◆ **Material for this exercise**:
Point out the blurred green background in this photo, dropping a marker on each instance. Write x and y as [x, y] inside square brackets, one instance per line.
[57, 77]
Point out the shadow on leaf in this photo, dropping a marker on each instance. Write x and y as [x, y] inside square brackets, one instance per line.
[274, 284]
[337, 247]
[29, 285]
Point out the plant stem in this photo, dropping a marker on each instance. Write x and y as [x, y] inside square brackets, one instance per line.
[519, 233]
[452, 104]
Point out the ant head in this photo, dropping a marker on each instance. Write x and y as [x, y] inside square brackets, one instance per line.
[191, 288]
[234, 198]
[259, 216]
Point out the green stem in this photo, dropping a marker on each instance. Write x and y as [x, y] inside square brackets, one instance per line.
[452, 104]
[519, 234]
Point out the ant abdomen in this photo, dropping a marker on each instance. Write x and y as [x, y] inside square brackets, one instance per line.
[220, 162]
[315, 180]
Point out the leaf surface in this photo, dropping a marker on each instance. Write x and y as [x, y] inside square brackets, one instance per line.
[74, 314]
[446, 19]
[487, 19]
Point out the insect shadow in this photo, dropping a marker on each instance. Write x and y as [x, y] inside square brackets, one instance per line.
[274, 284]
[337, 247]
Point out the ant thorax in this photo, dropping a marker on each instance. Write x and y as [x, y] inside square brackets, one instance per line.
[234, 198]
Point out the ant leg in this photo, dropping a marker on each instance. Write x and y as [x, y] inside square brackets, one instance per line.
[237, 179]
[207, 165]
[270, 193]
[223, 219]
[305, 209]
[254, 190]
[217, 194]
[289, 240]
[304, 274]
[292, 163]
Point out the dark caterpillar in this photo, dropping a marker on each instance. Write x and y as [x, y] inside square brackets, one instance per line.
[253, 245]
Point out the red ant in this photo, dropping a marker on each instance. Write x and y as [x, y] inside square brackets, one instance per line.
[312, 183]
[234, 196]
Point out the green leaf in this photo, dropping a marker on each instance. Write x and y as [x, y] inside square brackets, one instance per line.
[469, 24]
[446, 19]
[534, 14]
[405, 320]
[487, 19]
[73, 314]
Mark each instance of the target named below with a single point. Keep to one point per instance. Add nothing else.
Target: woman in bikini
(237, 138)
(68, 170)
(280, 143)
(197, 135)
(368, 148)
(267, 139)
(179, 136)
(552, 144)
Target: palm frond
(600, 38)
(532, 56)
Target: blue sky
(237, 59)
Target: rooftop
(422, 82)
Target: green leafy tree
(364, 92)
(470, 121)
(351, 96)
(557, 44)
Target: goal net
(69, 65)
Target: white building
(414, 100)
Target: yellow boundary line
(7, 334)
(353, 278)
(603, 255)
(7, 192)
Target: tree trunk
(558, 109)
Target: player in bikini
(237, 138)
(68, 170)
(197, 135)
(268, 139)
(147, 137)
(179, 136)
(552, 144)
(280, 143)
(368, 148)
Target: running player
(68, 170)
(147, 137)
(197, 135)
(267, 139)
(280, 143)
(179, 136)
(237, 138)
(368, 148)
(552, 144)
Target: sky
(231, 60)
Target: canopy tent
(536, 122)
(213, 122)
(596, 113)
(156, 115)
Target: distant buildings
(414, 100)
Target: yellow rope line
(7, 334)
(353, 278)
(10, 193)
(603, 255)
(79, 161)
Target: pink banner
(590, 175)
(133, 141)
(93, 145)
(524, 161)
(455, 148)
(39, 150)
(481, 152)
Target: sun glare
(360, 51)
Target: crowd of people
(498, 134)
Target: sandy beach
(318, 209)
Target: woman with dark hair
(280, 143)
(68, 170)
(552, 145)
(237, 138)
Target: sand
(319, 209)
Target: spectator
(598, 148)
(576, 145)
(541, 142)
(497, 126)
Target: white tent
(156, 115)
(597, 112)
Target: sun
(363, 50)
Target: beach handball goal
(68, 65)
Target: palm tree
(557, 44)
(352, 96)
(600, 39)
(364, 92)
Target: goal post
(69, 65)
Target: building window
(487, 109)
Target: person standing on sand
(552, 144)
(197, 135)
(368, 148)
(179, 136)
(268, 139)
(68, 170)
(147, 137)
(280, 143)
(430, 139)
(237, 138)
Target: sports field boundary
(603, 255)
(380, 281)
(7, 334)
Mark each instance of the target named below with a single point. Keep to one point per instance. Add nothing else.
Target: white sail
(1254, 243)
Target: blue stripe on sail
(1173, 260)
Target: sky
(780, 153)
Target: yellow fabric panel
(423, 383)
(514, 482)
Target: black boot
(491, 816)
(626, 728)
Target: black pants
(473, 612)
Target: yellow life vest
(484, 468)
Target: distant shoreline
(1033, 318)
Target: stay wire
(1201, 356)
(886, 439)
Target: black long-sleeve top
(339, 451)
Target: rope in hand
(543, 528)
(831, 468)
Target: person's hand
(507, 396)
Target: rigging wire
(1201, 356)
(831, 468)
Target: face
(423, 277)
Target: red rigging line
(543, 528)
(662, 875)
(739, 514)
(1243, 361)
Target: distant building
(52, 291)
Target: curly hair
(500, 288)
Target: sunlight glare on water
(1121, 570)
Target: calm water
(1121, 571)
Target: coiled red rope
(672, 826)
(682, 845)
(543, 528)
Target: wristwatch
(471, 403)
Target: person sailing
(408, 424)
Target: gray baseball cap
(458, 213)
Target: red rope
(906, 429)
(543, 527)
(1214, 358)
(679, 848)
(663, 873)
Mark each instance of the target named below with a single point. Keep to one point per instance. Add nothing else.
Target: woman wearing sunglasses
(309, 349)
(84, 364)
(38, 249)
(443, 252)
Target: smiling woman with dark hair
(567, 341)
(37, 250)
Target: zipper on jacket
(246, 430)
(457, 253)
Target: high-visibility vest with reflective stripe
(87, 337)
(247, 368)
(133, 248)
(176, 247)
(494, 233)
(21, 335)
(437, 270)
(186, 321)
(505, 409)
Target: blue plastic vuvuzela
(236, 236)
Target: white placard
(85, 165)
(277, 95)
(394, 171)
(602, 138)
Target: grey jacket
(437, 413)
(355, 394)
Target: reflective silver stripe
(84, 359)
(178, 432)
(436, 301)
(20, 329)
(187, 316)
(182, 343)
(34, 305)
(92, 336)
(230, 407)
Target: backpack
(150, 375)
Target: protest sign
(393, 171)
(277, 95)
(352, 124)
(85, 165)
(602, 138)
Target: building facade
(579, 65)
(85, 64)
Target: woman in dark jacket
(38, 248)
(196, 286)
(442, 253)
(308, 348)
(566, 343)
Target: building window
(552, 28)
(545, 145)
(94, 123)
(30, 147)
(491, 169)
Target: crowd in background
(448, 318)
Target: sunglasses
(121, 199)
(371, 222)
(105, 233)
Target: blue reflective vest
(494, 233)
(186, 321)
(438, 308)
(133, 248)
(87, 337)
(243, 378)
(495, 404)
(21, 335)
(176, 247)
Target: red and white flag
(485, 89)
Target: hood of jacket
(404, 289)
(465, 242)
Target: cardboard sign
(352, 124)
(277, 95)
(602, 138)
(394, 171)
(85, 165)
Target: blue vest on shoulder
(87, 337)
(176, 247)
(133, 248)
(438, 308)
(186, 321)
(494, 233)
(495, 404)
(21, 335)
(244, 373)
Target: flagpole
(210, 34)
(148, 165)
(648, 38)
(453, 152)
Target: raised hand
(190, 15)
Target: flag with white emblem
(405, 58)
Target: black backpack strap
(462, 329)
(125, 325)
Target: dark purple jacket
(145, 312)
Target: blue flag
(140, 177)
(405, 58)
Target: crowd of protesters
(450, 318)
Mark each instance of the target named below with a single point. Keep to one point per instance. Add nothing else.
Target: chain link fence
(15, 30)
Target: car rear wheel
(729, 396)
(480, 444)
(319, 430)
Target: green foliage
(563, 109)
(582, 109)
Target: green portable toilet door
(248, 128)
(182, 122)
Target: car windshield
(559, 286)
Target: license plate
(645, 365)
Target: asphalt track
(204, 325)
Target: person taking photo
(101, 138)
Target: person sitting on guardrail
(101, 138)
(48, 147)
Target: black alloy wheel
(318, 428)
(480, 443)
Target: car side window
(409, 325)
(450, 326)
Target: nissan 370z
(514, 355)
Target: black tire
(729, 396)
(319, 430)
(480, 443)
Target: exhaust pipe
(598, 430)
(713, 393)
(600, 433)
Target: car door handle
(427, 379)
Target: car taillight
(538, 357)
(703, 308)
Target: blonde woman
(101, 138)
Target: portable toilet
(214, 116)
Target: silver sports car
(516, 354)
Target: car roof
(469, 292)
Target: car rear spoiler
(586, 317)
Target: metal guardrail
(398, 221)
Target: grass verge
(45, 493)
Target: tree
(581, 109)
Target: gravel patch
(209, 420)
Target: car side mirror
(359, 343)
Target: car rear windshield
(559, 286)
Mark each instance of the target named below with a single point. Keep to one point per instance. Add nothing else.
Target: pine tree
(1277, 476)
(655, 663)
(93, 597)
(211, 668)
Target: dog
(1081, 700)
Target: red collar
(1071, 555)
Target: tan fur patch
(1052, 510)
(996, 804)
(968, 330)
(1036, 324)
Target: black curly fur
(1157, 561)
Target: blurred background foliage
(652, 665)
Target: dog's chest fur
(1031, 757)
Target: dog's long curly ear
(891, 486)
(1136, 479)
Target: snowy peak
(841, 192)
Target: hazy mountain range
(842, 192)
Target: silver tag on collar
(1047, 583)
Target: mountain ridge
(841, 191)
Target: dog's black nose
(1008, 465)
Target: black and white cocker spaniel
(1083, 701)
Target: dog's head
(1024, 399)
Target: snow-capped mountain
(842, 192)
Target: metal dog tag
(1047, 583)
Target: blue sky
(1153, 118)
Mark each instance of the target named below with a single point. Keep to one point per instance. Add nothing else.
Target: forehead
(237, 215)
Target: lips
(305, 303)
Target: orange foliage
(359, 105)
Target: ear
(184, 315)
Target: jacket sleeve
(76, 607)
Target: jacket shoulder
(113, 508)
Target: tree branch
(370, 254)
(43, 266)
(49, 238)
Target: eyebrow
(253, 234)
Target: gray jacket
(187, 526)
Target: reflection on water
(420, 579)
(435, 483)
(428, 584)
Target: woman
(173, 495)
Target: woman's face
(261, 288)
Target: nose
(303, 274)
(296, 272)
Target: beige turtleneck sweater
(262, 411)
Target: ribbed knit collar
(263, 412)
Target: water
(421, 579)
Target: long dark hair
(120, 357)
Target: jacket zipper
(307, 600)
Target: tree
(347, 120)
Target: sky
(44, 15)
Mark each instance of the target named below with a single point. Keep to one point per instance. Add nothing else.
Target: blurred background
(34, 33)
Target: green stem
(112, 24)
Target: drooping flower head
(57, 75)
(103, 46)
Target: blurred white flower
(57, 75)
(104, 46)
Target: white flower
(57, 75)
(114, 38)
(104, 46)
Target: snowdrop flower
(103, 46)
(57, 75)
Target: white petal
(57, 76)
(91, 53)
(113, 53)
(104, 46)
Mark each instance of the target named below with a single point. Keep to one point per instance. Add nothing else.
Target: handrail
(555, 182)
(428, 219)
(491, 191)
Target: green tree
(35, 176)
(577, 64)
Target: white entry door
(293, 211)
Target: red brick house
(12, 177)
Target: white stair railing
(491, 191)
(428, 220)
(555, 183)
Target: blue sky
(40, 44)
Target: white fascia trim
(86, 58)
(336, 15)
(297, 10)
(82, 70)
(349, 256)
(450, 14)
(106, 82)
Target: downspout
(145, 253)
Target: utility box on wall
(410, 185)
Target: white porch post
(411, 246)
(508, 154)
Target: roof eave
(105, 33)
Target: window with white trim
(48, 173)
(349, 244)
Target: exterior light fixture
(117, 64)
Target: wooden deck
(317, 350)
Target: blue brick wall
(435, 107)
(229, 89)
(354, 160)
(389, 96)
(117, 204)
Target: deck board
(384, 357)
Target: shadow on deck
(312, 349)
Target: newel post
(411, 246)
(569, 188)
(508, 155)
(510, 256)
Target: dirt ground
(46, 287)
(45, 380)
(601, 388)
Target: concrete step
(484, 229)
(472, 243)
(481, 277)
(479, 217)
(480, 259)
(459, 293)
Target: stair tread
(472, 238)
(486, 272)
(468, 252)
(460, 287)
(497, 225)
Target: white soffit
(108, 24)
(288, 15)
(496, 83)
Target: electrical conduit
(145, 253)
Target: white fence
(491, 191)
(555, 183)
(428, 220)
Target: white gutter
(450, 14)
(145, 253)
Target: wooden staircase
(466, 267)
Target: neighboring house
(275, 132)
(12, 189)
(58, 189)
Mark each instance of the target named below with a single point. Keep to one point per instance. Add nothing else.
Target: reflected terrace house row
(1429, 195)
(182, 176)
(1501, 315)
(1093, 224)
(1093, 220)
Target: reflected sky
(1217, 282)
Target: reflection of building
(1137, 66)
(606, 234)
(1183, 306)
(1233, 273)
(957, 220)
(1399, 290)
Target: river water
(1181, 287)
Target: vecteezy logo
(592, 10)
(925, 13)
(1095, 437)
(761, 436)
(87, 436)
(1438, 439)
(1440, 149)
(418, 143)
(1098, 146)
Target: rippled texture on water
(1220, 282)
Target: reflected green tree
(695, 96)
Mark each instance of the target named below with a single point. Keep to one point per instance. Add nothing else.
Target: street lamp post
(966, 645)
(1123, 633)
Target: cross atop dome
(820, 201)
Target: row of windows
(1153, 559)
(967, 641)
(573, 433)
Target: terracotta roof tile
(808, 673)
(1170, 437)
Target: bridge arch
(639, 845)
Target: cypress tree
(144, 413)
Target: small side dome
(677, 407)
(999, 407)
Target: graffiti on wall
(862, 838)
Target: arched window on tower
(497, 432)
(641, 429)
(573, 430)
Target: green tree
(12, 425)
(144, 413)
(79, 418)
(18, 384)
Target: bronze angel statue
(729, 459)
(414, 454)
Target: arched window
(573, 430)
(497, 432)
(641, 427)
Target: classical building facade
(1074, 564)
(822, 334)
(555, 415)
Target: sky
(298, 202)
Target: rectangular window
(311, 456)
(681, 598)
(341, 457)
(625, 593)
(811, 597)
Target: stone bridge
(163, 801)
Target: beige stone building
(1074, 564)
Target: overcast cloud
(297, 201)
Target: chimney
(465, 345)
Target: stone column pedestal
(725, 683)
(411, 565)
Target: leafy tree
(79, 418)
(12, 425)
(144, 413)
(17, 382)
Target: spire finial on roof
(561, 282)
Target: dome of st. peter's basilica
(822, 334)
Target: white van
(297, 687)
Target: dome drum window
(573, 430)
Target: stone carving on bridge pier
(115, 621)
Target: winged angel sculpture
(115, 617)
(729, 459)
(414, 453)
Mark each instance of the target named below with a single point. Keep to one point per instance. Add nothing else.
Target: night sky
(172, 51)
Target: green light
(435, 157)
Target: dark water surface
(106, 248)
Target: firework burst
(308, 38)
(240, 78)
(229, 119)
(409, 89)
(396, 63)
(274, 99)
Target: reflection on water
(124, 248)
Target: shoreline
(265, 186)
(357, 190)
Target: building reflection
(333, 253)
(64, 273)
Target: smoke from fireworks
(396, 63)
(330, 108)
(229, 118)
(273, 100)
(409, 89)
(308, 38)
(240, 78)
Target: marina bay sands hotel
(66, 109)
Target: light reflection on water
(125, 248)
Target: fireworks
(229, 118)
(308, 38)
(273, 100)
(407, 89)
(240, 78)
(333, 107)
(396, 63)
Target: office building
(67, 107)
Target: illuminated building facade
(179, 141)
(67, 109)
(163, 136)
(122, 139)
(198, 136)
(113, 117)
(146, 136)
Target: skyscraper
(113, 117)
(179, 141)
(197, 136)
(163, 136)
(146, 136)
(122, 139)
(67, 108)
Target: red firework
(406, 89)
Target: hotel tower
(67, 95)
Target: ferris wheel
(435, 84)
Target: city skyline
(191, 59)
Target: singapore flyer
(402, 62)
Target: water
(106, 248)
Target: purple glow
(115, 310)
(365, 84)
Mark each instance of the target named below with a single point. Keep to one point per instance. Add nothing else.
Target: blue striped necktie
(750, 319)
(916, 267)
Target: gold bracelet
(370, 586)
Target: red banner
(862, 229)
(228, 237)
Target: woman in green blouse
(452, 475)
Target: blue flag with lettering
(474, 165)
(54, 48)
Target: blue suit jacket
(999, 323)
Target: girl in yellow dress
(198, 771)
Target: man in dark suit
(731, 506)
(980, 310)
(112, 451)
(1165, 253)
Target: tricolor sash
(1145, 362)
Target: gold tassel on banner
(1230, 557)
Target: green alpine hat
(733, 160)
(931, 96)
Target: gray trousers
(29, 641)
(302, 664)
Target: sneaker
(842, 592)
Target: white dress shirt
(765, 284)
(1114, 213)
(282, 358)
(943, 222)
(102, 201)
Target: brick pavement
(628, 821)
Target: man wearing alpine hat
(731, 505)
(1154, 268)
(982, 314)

◆ **Exercise goal**: Write out exactly the lines from the line holding "Target: gold bracelet" through the last line of the data, and nothing besides those lines.

◆ **Worked answer**:
Target: gold bracelet
(370, 586)
Target: red banner
(862, 229)
(228, 237)
Target: woman in green blouse
(452, 475)
Target: blue flag with lettering
(474, 165)
(54, 48)
Target: blue suit jacket
(999, 323)
Target: girl in yellow dress
(198, 771)
Target: man in dark suit
(731, 506)
(980, 310)
(112, 451)
(1165, 253)
Target: tricolor sash
(1145, 362)
Target: gold tassel on banner
(1230, 557)
Target: green alpine hat
(733, 160)
(931, 96)
Target: gray trousers
(29, 641)
(302, 664)
Target: sneaker
(842, 592)
Target: white dress shirt
(765, 284)
(1114, 213)
(282, 358)
(943, 222)
(102, 201)
Target: brick pavement
(628, 821)
Target: man wearing alpine hat
(731, 505)
(1154, 268)
(982, 314)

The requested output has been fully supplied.